--- Text shown ---
════════════════════

A few weeks ago, razor subscription service Harry’s released A Man Like You, a short film about a boy tasked with explaining manhood to an alien. It’s a lovely piece of work, and the overall reception has been mostly positive. (A relief, I’m sure, to everyone involved, since advertisers don’t exactly have a great track record of political sensitivity.)

But masculinity has a long, troubled history in advertising. It’s almost impossible to look at certain campaigns from the 1950s without feeling your skin crawl (although that makes many of them ripe for parody). How, you wonder, was it possible for an entire generation of Americans to look at these ads and think, “Gee, I do need that new vacuum cleaner”?

While the sensitivity shown in A Man Like You might seem like a distant cry from ads of the 1950s, in truth I suspect they have a lot more in common than we’d like to admit. While the execution and result are entirely different, they both emerged from the same question: What does it mean to be a man?

════════════════════

--- Entries provided ---
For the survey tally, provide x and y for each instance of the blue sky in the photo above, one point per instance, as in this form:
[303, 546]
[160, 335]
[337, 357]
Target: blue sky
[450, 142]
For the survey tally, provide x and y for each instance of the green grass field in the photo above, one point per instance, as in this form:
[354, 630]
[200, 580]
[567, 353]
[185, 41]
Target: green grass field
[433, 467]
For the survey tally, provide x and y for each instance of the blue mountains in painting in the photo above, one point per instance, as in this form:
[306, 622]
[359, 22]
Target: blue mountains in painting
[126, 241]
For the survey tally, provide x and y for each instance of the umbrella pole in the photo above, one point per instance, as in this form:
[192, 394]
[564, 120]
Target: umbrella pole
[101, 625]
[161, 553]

════════════════════

--- Work request 1 ---
From the text on masculinity in advertising, extract the passage starting at "But masculinity has" and ending at "to be a man?".
--- Work request 2 ---
Condense the paragraph beginning "But masculinity has a long" in the text on masculinity in advertising into a shorter version that keeps its main points.

--- Exercise result 1 ---
But masculinity has a long, troubled history in advertising. It’s almost impossible to look at certain campaigns from the 1950s without feeling your skin crawl (although that makes many of them ripe for parody). How, you wonder, was it possible for an entire generation of Americans to look at these ads and think, “Gee, I do need that new vacuum cleaner”?

While the sensitivity shown in A Man Like You might seem like a distant cry from ads of the 1950s, in truth I suspect they have a lot more in common than we’d like to admit. While the execution and result are entirely different, they both emerged from the same question: What does it mean to be a man?

--- Exercise result 2 ---
Masculinity has a long, troubled history in advertising. Some 1950s campaigns are almost unbearable to look at, though that makes many of them ripe for parody, and it is hard to see how a whole generation of Americans could view them and decide they needed a new vacuum cleaner.